DIRECTIONS FOR THIS TASK: Please restate word for word the line holding "Task: mark each instance of the green" and every following line through the end of the entries.

Entries taken from a collection
########

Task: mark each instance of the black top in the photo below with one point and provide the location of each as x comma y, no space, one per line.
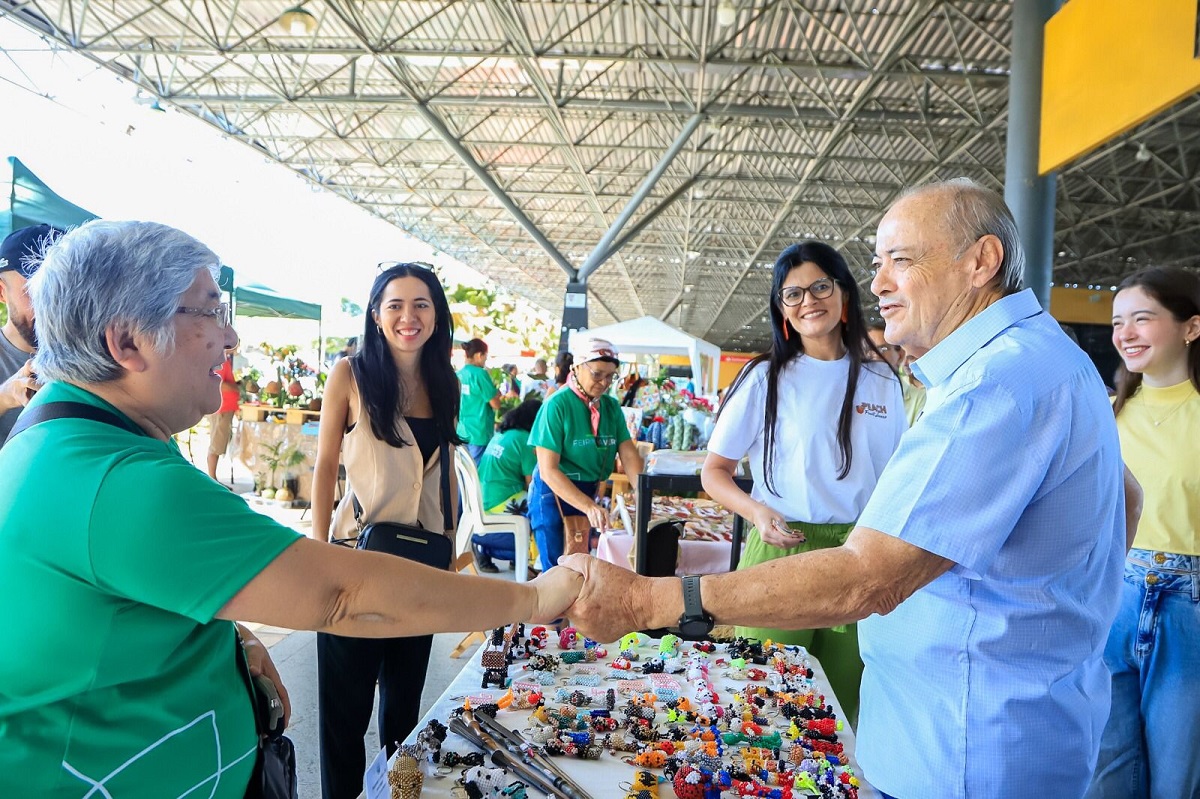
425,431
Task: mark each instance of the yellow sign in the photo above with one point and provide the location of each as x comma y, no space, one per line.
1110,65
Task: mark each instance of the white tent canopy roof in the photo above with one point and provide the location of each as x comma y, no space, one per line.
648,335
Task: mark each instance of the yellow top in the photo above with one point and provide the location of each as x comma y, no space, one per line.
1159,434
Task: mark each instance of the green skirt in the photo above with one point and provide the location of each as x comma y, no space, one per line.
835,648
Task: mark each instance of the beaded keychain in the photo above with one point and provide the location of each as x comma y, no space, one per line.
405,778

########

PROBLEM SOLUTION:
Task: mark each instance of the green skirt in the photo above with one point and provide the location of each as x comma y, no space, one per line.
835,648
Task: mark each instance of the beaded keychain in the photo above with one point and provide the location of each as x comma y, no space, one per line.
405,778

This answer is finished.